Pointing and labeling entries
•••

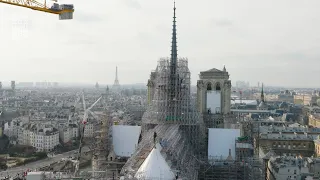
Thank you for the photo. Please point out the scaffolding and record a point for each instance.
(173, 118)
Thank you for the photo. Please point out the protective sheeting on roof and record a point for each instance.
(125, 139)
(248, 102)
(220, 141)
(155, 167)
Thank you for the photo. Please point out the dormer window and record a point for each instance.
(218, 88)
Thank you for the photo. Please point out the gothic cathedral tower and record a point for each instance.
(214, 96)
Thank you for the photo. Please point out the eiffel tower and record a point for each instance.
(116, 85)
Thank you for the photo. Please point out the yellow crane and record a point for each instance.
(65, 11)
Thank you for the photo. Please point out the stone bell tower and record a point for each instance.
(214, 96)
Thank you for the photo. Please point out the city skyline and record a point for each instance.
(268, 42)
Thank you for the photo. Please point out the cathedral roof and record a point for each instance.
(213, 70)
(154, 167)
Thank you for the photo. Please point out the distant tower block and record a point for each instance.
(13, 85)
(214, 96)
(116, 85)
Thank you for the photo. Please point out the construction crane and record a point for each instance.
(65, 11)
(84, 122)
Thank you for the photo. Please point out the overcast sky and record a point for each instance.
(275, 42)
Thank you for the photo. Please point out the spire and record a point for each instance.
(116, 73)
(116, 81)
(174, 50)
(262, 94)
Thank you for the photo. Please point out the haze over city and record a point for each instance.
(275, 42)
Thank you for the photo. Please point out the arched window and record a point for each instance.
(209, 88)
(218, 88)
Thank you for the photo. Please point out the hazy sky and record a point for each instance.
(276, 42)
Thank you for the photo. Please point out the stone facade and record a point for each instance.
(215, 79)
(218, 80)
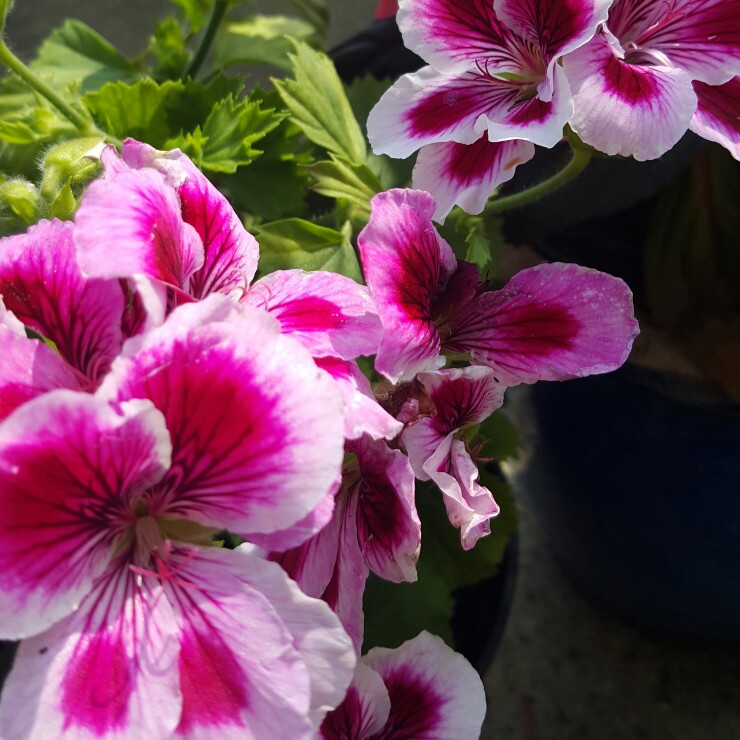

•••

● **Task to complete**: List every line in the entries above that contains the word "city".

● **Worked solution**:
Thank you for the photo. Please point out the city skyline and record a point for each instance.
Thank you for the photo. Please point out the haze over city and record a point for each instance.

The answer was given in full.